> What is needed
It is required that all of the data be written out exactly.

┌──

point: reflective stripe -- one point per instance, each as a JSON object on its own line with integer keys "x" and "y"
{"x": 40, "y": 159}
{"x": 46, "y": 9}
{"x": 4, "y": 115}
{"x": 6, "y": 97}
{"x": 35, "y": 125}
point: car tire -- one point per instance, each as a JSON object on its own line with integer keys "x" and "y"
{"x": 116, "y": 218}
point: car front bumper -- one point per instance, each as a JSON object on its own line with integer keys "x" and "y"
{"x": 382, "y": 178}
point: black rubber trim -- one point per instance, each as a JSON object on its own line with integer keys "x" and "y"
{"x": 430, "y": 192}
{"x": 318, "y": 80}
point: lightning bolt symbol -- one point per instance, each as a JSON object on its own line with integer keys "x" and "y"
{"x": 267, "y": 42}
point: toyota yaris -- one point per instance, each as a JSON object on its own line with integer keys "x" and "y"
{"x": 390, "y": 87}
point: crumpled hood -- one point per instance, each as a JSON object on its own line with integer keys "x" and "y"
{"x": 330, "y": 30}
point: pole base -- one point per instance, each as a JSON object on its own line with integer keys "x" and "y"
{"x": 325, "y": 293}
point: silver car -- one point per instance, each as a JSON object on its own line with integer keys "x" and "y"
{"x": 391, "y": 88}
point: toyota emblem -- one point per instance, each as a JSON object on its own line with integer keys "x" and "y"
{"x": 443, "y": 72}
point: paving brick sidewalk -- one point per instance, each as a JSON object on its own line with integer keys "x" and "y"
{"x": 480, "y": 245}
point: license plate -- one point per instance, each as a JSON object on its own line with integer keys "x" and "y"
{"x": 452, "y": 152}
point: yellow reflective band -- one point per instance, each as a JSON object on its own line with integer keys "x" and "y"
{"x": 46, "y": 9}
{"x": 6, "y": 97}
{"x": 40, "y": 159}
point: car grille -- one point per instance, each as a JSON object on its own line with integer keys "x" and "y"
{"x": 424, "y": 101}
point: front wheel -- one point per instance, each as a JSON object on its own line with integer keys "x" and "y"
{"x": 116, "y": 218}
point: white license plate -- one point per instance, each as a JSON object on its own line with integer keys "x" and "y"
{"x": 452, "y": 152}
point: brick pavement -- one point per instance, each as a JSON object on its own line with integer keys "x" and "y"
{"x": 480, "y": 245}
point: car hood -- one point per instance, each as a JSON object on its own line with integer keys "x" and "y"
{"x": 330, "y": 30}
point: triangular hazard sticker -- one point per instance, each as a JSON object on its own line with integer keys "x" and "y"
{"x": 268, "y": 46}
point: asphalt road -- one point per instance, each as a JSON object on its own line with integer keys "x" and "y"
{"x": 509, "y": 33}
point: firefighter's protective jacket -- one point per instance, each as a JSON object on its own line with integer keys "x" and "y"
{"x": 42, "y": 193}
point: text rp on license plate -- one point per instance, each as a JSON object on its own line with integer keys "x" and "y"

└──

> Answer to the exercise
point: reflective stripe -- one point per instance, each as a JSON object on its own line with integer keys "x" and "y"
{"x": 40, "y": 159}
{"x": 46, "y": 9}
{"x": 4, "y": 115}
{"x": 6, "y": 97}
{"x": 35, "y": 125}
point: car tire -- one point per instance, each as a JSON object on its own line with integer keys "x" and "y"
{"x": 116, "y": 218}
point: car front bumper -- one point per instance, each as a JSON object on its own line with integer keys "x" and "y"
{"x": 382, "y": 178}
point: black rubber trim -- one point per instance, each as a JSON object on its own line with integer keys "x" and "y"
{"x": 430, "y": 192}
{"x": 318, "y": 80}
point: lightning bolt symbol -- one point per instance, each as a JSON object on its own line with integer keys "x" and "y"
{"x": 267, "y": 42}
point: toyota yaris -- one point per instance, each as a JSON object on its own line with integer keys "x" and "y"
{"x": 390, "y": 87}
point: crumpled hood -- one point per instance, each as a JSON object on its own line with integer keys "x" and "y"
{"x": 330, "y": 30}
point: pole base -- one point per instance, each as a JSON object on its own line with integer keys "x" and "y"
{"x": 325, "y": 293}
point: silver car -- one point per instance, each as a JSON object on its own line with integer keys "x" and "y"
{"x": 391, "y": 88}
point: toyota emblem -- one point per instance, each as a JSON object on its own line with integer keys "x" and "y"
{"x": 443, "y": 72}
point: paving brick sidewalk -- one point per instance, each as a JSON object on its own line with integer keys "x" and "y"
{"x": 480, "y": 245}
point: license plate -- one point per instance, each as a JSON object on its own line with integer keys "x" and "y"
{"x": 452, "y": 152}
point: yellow reflective band -- one point per instance, each as a JSON object on its own line with integer keys "x" and "y"
{"x": 46, "y": 9}
{"x": 6, "y": 97}
{"x": 40, "y": 159}
point: car grille -- one point per instance, each as a JSON object on its own line with integer keys "x" and "y"
{"x": 424, "y": 101}
point: front wheel -- one point per instance, each as a JSON object on its own line with integer keys "x" and "y"
{"x": 116, "y": 218}
point: white license plate -- one point per instance, each as a JSON object on its own line with integer keys "x" and "y"
{"x": 452, "y": 152}
point: brick pavement -- one point per instance, each as a JSON object on its own line with integer keys "x" and "y"
{"x": 480, "y": 245}
point: car hood -- one point per instance, each as a JSON object on its own line with integer keys "x" and "y"
{"x": 330, "y": 30}
point: triangular hazard sticker -- one point per instance, each as a JSON object on its own line with integer keys "x" and "y"
{"x": 268, "y": 46}
point: asphalt road -- one point per instance, each as a JSON object on its own line with integer keys "x" and "y"
{"x": 509, "y": 33}
point: firefighter's protective jacket -- one point per instance, each as a JSON object on its own line with integer keys "x" and "y"
{"x": 42, "y": 193}
point: text rp on license plate -- one point per instance, each as a JSON object on its own line with integer keys "x" and "y"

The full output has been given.